* **Required work**
Copy the items starting at the line that contains "Task: point out the eu" and ending with the line that contains "point(805, 469)", putting "Place one dot" wherever "Drop one dot" appears and changing nothing else.

* **Material to process**
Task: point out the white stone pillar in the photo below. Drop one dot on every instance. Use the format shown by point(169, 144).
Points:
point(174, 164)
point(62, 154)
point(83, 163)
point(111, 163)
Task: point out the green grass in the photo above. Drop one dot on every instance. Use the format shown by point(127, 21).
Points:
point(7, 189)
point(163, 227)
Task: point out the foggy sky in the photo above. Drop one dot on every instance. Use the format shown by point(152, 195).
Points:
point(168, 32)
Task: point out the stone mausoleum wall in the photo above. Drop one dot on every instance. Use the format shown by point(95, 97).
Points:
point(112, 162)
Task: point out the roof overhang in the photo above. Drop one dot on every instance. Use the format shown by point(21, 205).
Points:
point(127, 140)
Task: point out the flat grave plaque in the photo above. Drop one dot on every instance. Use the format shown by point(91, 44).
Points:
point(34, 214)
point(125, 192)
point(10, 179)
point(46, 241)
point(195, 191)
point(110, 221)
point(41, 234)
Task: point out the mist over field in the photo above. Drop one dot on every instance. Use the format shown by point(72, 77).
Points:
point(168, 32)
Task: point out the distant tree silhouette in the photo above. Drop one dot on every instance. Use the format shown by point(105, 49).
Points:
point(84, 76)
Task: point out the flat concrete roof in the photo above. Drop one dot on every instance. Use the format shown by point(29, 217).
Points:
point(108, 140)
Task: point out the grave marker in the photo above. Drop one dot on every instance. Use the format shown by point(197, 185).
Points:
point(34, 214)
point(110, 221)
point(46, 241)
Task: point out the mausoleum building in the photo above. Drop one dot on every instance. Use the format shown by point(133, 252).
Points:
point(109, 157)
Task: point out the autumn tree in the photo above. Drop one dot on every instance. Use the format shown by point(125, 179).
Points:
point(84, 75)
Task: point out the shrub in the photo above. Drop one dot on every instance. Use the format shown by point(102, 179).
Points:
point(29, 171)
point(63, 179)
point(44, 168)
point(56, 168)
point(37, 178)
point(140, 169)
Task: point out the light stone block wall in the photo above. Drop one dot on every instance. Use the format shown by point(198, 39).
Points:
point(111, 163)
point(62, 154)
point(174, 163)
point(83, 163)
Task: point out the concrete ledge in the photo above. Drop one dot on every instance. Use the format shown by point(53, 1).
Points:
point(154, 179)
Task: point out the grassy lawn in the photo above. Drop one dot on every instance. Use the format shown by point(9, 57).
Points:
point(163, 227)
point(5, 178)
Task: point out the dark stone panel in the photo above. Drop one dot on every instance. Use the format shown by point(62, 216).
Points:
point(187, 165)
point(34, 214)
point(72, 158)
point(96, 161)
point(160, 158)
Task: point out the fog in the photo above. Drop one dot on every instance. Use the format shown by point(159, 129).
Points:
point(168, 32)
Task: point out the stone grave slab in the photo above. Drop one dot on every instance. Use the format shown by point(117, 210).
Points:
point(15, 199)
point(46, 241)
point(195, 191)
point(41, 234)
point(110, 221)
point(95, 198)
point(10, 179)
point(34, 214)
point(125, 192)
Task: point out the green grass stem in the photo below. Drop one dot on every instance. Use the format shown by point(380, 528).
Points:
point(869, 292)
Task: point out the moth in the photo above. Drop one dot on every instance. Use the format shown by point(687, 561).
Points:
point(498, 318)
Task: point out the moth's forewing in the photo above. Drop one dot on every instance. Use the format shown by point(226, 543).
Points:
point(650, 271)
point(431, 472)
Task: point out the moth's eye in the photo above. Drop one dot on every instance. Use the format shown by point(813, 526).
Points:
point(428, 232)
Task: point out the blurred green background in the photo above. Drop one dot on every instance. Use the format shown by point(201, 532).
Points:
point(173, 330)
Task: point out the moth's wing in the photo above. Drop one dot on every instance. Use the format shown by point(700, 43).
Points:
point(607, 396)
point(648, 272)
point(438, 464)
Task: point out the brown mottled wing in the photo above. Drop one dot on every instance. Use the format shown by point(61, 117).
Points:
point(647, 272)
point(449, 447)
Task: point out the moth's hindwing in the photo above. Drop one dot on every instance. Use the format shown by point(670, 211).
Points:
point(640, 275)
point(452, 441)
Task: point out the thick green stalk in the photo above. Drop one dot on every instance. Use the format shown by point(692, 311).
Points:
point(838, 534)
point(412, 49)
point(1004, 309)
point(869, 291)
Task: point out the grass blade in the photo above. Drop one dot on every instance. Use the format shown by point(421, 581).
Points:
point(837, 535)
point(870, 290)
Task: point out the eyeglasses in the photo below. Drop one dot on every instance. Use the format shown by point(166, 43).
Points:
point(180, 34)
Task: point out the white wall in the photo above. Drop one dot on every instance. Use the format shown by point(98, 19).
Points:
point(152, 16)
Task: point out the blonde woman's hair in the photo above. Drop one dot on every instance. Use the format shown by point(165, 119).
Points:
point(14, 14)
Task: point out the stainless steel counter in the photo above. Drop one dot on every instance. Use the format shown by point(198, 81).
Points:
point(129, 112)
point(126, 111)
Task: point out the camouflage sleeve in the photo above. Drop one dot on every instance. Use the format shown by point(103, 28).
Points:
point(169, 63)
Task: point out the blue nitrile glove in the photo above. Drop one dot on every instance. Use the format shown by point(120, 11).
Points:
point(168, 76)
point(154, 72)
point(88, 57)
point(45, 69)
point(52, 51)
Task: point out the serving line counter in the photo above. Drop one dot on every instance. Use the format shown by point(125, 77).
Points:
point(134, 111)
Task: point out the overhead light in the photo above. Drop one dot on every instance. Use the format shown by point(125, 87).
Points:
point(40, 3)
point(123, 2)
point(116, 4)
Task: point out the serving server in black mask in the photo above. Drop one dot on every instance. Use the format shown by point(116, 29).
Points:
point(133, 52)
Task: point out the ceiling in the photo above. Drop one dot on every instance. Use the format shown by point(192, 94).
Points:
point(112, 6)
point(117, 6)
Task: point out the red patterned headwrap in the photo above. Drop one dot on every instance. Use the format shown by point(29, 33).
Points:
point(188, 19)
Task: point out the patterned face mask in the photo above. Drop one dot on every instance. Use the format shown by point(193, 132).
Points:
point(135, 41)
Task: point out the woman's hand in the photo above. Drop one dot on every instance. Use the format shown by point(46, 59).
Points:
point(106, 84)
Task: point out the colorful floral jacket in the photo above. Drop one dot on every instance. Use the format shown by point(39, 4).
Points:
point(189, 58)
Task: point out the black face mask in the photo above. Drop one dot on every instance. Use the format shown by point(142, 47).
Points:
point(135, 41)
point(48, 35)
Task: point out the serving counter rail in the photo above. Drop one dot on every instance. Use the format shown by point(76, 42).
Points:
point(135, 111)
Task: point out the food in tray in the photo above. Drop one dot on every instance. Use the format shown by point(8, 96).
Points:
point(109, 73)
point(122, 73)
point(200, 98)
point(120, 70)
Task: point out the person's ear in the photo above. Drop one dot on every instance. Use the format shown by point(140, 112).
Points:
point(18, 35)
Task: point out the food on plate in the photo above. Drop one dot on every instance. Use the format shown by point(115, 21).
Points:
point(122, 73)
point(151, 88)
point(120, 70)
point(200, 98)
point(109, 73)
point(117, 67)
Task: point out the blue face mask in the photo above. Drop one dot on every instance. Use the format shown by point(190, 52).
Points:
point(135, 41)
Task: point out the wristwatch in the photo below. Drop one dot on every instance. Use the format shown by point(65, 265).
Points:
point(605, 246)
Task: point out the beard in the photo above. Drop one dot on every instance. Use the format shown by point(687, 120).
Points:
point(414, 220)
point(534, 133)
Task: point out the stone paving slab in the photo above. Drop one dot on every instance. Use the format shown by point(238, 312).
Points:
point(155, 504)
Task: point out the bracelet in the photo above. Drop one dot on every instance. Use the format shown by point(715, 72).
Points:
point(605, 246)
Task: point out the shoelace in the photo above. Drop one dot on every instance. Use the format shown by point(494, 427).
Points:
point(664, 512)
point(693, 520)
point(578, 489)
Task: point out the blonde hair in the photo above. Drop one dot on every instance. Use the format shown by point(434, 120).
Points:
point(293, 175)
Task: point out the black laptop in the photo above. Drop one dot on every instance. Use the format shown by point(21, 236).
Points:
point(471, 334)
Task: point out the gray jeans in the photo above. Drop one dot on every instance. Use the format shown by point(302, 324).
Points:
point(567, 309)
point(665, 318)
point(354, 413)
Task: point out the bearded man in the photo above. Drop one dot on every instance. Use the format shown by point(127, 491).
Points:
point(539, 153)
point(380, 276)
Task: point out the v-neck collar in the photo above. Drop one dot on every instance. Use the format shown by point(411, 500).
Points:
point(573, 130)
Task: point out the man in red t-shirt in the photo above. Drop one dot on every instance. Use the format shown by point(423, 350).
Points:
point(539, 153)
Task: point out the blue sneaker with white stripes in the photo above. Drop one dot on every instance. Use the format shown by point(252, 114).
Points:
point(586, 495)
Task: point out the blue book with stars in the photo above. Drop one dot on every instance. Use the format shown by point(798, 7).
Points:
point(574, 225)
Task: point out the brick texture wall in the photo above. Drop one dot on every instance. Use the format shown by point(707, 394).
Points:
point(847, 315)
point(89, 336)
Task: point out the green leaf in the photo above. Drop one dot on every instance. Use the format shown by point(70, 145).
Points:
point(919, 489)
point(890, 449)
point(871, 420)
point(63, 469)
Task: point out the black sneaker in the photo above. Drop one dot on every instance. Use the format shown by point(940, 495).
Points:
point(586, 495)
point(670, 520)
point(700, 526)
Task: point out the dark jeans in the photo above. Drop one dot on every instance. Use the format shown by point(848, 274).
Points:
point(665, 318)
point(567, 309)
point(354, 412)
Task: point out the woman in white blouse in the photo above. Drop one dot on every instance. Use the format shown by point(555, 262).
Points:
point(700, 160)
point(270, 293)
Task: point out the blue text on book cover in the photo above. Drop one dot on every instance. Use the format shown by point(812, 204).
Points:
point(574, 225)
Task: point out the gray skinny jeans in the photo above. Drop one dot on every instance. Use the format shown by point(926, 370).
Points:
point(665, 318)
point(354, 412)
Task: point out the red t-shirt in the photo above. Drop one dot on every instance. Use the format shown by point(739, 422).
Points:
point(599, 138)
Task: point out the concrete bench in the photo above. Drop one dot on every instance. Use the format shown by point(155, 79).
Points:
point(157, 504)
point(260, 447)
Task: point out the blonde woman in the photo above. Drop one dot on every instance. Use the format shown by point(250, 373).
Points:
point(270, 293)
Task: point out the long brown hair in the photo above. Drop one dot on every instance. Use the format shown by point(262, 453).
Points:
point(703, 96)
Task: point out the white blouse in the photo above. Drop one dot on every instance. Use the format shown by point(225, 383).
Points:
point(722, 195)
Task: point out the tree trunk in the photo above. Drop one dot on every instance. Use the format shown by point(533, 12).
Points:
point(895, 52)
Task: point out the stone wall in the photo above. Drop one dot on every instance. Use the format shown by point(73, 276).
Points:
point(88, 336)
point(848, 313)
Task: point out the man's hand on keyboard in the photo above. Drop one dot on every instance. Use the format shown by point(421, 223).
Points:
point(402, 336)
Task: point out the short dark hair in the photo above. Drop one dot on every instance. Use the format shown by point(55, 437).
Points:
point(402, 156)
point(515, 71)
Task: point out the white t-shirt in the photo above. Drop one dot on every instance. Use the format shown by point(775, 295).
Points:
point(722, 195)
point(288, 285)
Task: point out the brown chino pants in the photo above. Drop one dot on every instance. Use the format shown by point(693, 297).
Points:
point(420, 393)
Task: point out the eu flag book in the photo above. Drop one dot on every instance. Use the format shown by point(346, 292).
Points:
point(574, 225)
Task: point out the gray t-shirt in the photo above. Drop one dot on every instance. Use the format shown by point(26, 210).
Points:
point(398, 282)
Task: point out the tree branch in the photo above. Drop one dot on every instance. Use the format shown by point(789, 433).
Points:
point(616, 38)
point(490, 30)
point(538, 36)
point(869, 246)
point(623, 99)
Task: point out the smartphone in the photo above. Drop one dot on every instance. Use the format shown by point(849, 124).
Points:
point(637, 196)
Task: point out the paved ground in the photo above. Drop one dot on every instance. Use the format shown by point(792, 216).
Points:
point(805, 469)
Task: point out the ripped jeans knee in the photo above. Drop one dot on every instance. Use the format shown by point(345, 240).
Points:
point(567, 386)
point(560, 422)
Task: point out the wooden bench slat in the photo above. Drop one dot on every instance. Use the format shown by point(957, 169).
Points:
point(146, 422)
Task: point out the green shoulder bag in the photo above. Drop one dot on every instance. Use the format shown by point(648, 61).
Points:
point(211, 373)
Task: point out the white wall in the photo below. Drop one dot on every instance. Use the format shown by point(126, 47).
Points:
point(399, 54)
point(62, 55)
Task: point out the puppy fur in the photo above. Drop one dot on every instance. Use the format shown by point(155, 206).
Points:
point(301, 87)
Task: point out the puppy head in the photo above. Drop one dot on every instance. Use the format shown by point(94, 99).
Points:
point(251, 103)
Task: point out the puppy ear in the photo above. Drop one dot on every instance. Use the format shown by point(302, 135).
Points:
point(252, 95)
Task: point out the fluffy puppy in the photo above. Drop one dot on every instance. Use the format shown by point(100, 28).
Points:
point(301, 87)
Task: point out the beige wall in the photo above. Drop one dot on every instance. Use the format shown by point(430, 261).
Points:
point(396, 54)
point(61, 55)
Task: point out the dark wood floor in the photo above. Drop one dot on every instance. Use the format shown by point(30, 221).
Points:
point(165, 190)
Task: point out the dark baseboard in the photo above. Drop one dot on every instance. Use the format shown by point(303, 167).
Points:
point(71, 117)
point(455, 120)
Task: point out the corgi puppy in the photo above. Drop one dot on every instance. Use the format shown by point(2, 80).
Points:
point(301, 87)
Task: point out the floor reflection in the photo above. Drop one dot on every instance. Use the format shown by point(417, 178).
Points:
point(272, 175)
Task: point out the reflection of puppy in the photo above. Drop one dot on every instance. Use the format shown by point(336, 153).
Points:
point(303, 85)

* **Final result**
Task: point out the eu flag book in the photo above. Place one dot on every instance. Use the format shown by point(346, 292).
Points:
point(574, 225)
Task: point out the gray t-shirt in the photo above. Place one dot on every instance. Use the format shown by point(26, 210).
Points:
point(398, 282)
Task: point out the tree branch in the photo above. Place one dot on every instance. Use the format shown by point(789, 433).
Points:
point(616, 38)
point(490, 30)
point(538, 36)
point(869, 246)
point(623, 99)
Task: point out the smartphone in the photo above. Place one dot on every instance. Use the format shown by point(849, 124).
Points:
point(637, 196)
Task: point out the paved ground in the photo above. Place one dot on every instance. Use the format shown by point(792, 216).
Points:
point(805, 469)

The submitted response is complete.